◆ **Stated exercise**
Leaving out the pictures, transcribe all of the records faithfully.

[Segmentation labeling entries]
^^^^^^^^^^^^^^^^

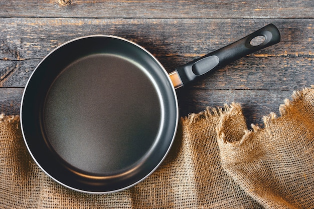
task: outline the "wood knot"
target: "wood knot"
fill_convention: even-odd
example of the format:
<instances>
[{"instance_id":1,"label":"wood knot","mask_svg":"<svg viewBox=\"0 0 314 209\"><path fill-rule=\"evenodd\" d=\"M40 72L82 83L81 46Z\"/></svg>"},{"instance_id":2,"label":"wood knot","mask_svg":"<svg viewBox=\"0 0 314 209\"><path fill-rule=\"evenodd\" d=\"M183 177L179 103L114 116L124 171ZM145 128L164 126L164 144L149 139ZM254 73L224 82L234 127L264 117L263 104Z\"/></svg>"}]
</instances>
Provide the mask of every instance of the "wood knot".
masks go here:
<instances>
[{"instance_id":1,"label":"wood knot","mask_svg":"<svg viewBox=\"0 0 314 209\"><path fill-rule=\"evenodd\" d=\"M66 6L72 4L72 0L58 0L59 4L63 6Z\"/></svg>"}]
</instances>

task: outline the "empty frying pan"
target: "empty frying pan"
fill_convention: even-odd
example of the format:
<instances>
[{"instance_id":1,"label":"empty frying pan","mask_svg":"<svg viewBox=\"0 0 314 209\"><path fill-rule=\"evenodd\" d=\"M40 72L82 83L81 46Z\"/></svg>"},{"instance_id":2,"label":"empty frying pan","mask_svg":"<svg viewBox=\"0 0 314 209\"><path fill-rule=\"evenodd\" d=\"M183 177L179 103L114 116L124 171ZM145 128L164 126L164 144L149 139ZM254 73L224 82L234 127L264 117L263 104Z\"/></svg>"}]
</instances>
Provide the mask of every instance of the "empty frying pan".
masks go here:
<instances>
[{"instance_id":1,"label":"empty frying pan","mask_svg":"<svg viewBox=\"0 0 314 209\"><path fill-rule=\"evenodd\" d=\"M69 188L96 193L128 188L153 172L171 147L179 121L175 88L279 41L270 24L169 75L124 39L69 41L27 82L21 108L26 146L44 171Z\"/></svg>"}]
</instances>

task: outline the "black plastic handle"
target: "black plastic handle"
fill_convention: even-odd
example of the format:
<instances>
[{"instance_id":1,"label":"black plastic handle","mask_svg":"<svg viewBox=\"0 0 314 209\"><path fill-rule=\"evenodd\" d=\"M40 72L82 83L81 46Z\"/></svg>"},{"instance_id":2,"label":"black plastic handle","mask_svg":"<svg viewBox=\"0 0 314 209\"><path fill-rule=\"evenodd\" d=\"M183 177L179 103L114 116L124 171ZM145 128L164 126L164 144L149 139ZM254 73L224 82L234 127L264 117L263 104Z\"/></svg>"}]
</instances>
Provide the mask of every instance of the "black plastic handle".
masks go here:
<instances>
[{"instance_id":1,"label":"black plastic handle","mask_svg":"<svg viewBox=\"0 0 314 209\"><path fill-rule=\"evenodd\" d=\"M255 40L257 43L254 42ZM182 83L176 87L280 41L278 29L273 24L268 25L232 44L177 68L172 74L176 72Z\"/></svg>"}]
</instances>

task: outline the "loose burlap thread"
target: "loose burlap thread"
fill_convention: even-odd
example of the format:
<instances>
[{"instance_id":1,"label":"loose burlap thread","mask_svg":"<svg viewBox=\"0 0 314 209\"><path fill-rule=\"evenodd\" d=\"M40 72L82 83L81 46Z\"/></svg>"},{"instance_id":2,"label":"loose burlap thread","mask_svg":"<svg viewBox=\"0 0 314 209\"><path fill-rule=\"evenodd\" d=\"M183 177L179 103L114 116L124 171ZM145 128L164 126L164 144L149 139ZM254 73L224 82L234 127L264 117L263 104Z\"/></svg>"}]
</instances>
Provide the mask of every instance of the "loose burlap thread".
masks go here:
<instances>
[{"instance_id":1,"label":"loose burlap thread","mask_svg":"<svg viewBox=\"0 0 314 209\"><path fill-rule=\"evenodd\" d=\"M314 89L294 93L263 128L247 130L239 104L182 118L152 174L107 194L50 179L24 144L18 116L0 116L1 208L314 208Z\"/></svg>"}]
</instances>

^^^^^^^^^^^^^^^^

◆ **Response to the task**
task: outline the "wood knot"
target: "wood knot"
fill_convention: even-odd
example of the format:
<instances>
[{"instance_id":1,"label":"wood knot","mask_svg":"<svg viewBox=\"0 0 314 209\"><path fill-rule=\"evenodd\" d=\"M40 72L82 83L81 46Z\"/></svg>"},{"instance_id":2,"label":"wood knot","mask_svg":"<svg viewBox=\"0 0 314 209\"><path fill-rule=\"evenodd\" d=\"M183 177L179 103L114 116L124 171ZM145 128L164 126L164 144L149 139ZM254 73L224 82L234 127L264 117L263 104Z\"/></svg>"}]
</instances>
Provide the mask of every instance of the "wood knot".
masks go here:
<instances>
[{"instance_id":1,"label":"wood knot","mask_svg":"<svg viewBox=\"0 0 314 209\"><path fill-rule=\"evenodd\" d=\"M66 6L72 4L72 0L58 0L59 4L63 6Z\"/></svg>"}]
</instances>

task: outline the "empty frying pan"
target: "empty frying pan"
fill_convention: even-odd
example of the format:
<instances>
[{"instance_id":1,"label":"empty frying pan","mask_svg":"<svg viewBox=\"0 0 314 209\"><path fill-rule=\"evenodd\" d=\"M40 72L82 83L81 46Z\"/></svg>"},{"instance_id":2,"label":"empty frying pan","mask_svg":"<svg viewBox=\"0 0 314 209\"><path fill-rule=\"evenodd\" d=\"M183 177L179 103L114 116L124 171ZM145 128L164 126L164 144L149 139ZM254 73L224 82L234 127L264 117L263 104Z\"/></svg>"}]
</instances>
Provide the mask of every instance of the "empty frying pan".
masks go here:
<instances>
[{"instance_id":1,"label":"empty frying pan","mask_svg":"<svg viewBox=\"0 0 314 209\"><path fill-rule=\"evenodd\" d=\"M69 188L96 193L128 188L153 172L171 147L179 121L175 88L279 41L270 24L169 75L124 39L69 41L27 82L21 108L26 146L44 171Z\"/></svg>"}]
</instances>

task: outline the "black plastic handle"
target: "black plastic handle"
fill_convention: even-odd
example of the format:
<instances>
[{"instance_id":1,"label":"black plastic handle","mask_svg":"<svg viewBox=\"0 0 314 209\"><path fill-rule=\"evenodd\" d=\"M40 72L82 83L81 46Z\"/></svg>"},{"instance_id":2,"label":"black plastic handle","mask_svg":"<svg viewBox=\"0 0 314 209\"><path fill-rule=\"evenodd\" d=\"M183 177L179 103L114 116L124 171ZM145 128L164 126L164 144L149 139ZM254 73L224 82L234 127L264 117L263 104Z\"/></svg>"}]
</instances>
Provide the mask of every instance of the "black plastic handle".
masks go here:
<instances>
[{"instance_id":1,"label":"black plastic handle","mask_svg":"<svg viewBox=\"0 0 314 209\"><path fill-rule=\"evenodd\" d=\"M255 40L257 43L254 42ZM182 83L176 87L280 41L278 29L273 24L268 25L232 44L177 68L172 74L176 72Z\"/></svg>"}]
</instances>

task: outline the "loose burlap thread"
target: "loose burlap thread"
fill_convention: even-odd
example of the format:
<instances>
[{"instance_id":1,"label":"loose burlap thread","mask_svg":"<svg viewBox=\"0 0 314 209\"><path fill-rule=\"evenodd\" d=\"M40 72L82 83L81 46Z\"/></svg>"},{"instance_id":2,"label":"loose burlap thread","mask_svg":"<svg viewBox=\"0 0 314 209\"><path fill-rule=\"evenodd\" d=\"M183 177L179 103L114 116L124 171ZM145 128L164 126L164 144L149 139ZM254 73L224 82L234 127L264 117L263 104Z\"/></svg>"}]
</instances>
Provide the mask of every instance of the "loose burlap thread".
masks go here:
<instances>
[{"instance_id":1,"label":"loose burlap thread","mask_svg":"<svg viewBox=\"0 0 314 209\"><path fill-rule=\"evenodd\" d=\"M314 89L294 93L263 128L247 130L239 104L182 118L152 174L107 194L50 179L24 144L18 116L0 116L1 208L314 208Z\"/></svg>"}]
</instances>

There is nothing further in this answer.